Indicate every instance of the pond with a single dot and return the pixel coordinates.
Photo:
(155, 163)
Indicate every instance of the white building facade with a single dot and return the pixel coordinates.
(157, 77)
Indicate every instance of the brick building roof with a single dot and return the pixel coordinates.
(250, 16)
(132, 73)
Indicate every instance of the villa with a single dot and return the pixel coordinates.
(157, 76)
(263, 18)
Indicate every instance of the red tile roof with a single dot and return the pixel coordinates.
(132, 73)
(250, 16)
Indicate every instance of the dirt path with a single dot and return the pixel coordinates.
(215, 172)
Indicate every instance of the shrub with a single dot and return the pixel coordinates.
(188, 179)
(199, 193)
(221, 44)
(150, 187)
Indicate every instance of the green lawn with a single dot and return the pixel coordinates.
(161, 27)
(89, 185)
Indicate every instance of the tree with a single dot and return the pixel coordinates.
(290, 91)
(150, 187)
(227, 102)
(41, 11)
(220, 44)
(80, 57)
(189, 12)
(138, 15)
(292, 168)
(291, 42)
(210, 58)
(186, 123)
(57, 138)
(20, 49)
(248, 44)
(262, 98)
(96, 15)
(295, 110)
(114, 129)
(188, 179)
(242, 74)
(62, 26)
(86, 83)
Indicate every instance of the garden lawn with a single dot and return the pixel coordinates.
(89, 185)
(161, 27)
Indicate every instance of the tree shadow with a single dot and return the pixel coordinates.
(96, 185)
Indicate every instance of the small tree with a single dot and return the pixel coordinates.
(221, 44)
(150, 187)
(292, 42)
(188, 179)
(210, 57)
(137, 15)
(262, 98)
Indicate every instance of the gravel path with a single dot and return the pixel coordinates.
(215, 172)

________________________

• **Task item**: Copy the line containing "Indicate every instance of the dirt" and every line after it, through the last line of the records. Include nothing else.

• **Expected answer**:
Indicate every instance of the dirt path with a single dot and return the pixel coordinates.
(215, 172)
Indicate every instance of the shrub with a single dot and return the pixel coordinates.
(188, 179)
(199, 193)
(221, 44)
(150, 187)
Indicate every instance of the green lawn with a single dot and return the pixel coordinates.
(161, 27)
(89, 185)
Indicate every instance of the tree with a single dot and return the pixel coordinates.
(290, 91)
(150, 187)
(227, 102)
(41, 11)
(220, 44)
(80, 57)
(189, 12)
(138, 15)
(292, 168)
(291, 42)
(210, 58)
(186, 123)
(57, 138)
(20, 49)
(248, 44)
(262, 98)
(96, 15)
(295, 110)
(114, 129)
(188, 179)
(242, 74)
(62, 26)
(86, 83)
Indicate every instance of the garden lawn with a single dot and return the pixel coordinates.
(89, 185)
(161, 27)
Indicate every instance of the tree shadow with a single dot and return the pixel coordinates.
(96, 185)
Indicate every instance of the small tree with a single dot and return the pixel coordinates.
(221, 44)
(150, 187)
(292, 42)
(188, 179)
(210, 57)
(137, 15)
(262, 98)
Indicate every instance of the gravel path with a single dot and return the pixel coordinates.
(215, 172)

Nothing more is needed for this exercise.